| SHORT TASK |
Extract every line of the listing below word for word, leaving out the pictures.
— Start ENTRIES PROVIDED —
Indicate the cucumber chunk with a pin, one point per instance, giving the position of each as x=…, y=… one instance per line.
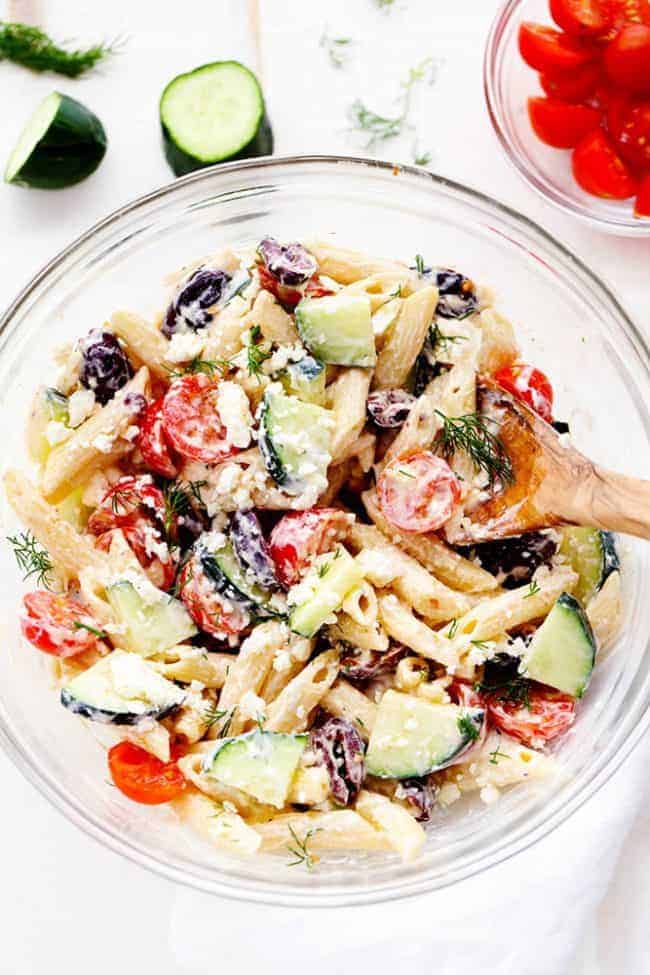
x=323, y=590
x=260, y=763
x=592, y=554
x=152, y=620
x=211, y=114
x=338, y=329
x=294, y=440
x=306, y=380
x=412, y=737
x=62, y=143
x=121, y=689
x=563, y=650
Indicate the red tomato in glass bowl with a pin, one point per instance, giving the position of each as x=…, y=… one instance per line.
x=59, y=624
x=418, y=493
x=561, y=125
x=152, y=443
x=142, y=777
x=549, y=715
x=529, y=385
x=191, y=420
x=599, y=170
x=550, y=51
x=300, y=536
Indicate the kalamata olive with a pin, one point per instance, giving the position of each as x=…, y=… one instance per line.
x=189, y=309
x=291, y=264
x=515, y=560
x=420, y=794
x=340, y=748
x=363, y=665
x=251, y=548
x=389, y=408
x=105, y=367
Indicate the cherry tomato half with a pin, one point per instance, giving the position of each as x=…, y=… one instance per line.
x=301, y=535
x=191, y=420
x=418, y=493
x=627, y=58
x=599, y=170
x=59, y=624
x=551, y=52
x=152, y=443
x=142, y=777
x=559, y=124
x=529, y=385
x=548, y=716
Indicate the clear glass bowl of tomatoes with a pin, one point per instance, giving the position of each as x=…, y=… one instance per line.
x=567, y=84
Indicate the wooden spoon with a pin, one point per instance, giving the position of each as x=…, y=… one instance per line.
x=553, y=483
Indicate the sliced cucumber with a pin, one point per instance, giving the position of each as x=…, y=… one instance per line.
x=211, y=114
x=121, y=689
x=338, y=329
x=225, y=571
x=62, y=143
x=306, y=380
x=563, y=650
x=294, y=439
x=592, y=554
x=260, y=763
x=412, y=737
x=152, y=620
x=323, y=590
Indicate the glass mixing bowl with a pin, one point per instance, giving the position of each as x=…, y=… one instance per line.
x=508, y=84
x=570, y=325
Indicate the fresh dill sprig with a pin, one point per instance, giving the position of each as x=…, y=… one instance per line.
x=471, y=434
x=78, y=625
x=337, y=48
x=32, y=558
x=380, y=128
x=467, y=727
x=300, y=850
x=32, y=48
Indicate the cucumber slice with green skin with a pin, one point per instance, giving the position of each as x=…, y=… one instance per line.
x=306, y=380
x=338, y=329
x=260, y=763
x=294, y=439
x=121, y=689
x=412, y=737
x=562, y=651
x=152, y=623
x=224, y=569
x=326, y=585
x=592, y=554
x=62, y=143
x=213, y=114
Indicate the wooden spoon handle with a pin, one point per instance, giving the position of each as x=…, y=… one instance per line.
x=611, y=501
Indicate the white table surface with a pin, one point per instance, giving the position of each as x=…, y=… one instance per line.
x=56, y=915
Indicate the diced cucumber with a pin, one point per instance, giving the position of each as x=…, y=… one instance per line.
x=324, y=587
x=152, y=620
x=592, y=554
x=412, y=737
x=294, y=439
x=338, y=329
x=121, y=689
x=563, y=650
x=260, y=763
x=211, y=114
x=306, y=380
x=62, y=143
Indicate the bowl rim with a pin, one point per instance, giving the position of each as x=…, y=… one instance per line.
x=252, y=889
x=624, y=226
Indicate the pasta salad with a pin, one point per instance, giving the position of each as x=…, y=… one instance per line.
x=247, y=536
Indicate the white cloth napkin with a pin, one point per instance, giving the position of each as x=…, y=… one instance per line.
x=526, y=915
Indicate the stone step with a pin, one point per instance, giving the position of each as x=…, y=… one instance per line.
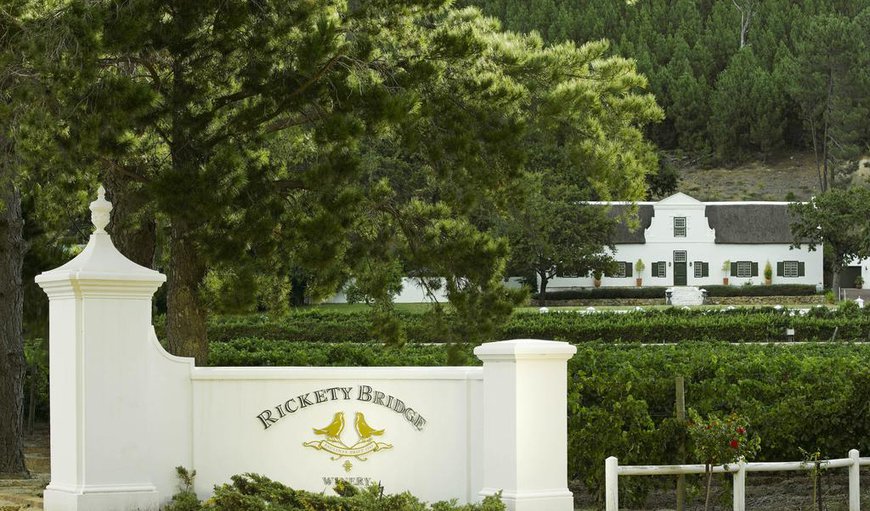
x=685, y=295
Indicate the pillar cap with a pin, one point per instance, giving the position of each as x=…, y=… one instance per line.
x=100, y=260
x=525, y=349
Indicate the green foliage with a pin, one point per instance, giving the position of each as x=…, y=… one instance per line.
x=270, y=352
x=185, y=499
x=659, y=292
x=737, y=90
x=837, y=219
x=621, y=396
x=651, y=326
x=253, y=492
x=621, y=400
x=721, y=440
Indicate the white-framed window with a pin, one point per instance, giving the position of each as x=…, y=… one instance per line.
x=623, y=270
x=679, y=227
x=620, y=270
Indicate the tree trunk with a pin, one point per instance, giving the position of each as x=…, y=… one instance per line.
— End ENTRIES PROVIDED —
| TASK RESULT |
Indicate the cucumber chunk with a pin, one point per instance, giving the position of each as x=…, y=… one instance per line.
x=323, y=590
x=260, y=763
x=592, y=554
x=152, y=620
x=211, y=114
x=338, y=329
x=294, y=440
x=306, y=380
x=412, y=737
x=62, y=143
x=121, y=689
x=563, y=650
Indicate the red tomato in glass bowl with a pin, one point per instance, giving the position of each as x=…, y=… one instance per line.
x=59, y=624
x=418, y=493
x=561, y=125
x=152, y=443
x=142, y=777
x=549, y=715
x=529, y=385
x=191, y=420
x=599, y=170
x=550, y=51
x=300, y=536
Indicate the kalamata olive with a pin, one point per instance, giving the position of each as x=…, y=… one instance per line.
x=189, y=309
x=291, y=264
x=515, y=560
x=420, y=794
x=340, y=748
x=363, y=665
x=251, y=548
x=389, y=408
x=105, y=367
Indicate the cherry tomato half with a pin, one point per instance, giving the position of each as x=…, y=… one instance per line.
x=301, y=535
x=191, y=420
x=418, y=493
x=627, y=58
x=599, y=170
x=59, y=624
x=551, y=52
x=152, y=443
x=142, y=777
x=559, y=124
x=529, y=385
x=548, y=716
Indicate the clear glass bowl of tomatoes with a pin, one point per instance, giving the position of each as x=…, y=… one instance per line.
x=567, y=84
Indicate the wooden spoon with a pin, one point per instance, giving the position of each as x=…, y=… one instance per line.
x=553, y=483
Indicate the sliced cucumber with a pin, one point per instance, giving the position of each as x=…, y=… one instance per line.
x=211, y=114
x=121, y=689
x=338, y=329
x=225, y=571
x=62, y=143
x=306, y=380
x=563, y=650
x=294, y=439
x=592, y=554
x=260, y=763
x=412, y=737
x=152, y=620
x=323, y=590
Indicate the glass mixing bowl with a pin, one point per instance, giving the position of each as x=…, y=… one instance per line.
x=508, y=84
x=570, y=325
Indicate the fresh dill sprig with a pin, one point per instance, giving the position of each as x=…, y=… one instance per line.
x=471, y=434
x=78, y=625
x=337, y=48
x=32, y=558
x=380, y=128
x=467, y=727
x=300, y=850
x=32, y=48
Indicate the cucumber slice with green skin with a pin, one point per instance, giving the position of each as x=…, y=… one instance per line.
x=306, y=380
x=338, y=329
x=260, y=763
x=294, y=439
x=121, y=689
x=412, y=737
x=562, y=651
x=152, y=623
x=224, y=569
x=326, y=585
x=592, y=554
x=62, y=143
x=213, y=114
Indicate the wooden spoon handle with a pin, one point per instance, giving the position of each as x=…, y=… one instance per line.
x=611, y=501
Indicate the white table surface with a pin, one point per instance, giving the position of each as x=…, y=… one instance per line.
x=56, y=915
Indicate the diced cucumber with a pin, one point per instance, giving the position of each as x=…, y=… one instance per line.
x=324, y=587
x=152, y=620
x=592, y=554
x=412, y=737
x=294, y=439
x=338, y=329
x=121, y=689
x=563, y=650
x=260, y=763
x=211, y=114
x=306, y=380
x=62, y=143
Indicate the bowl rim with a pin, one point per instance, giving the position of each as x=…, y=… one instance per line.
x=252, y=889
x=624, y=226
Indicate the pasta salad with a pin, one point per instance, giving the position of each as x=…, y=… one instance per line.
x=247, y=536
Indicate the white cloth napkin with a pin, one point per instance, giving the position of each as x=…, y=… one instance per line.
x=526, y=915
Indicate the stone step with a pin, one point per instance, giving the position of each as x=…, y=… one instance per line.
x=685, y=295
Indicate the pillar cap with a pin, one point per instance, giving the position of each as x=…, y=… one instance per line.
x=100, y=260
x=525, y=349
Indicate the green foliage with a pin, one point per instance, giving the position of each as x=…, y=… one instance per line.
x=270, y=352
x=185, y=499
x=659, y=292
x=737, y=90
x=837, y=219
x=621, y=396
x=651, y=326
x=253, y=492
x=621, y=400
x=721, y=440
Indicate the white-framed window with a pin, one point per instance, giving the position of each as x=…, y=… one instance per line.
x=623, y=270
x=679, y=227
x=620, y=270
Indicate the tree trunk with a pin, one point per instance, giving the position of each as x=…, y=… one instance per line.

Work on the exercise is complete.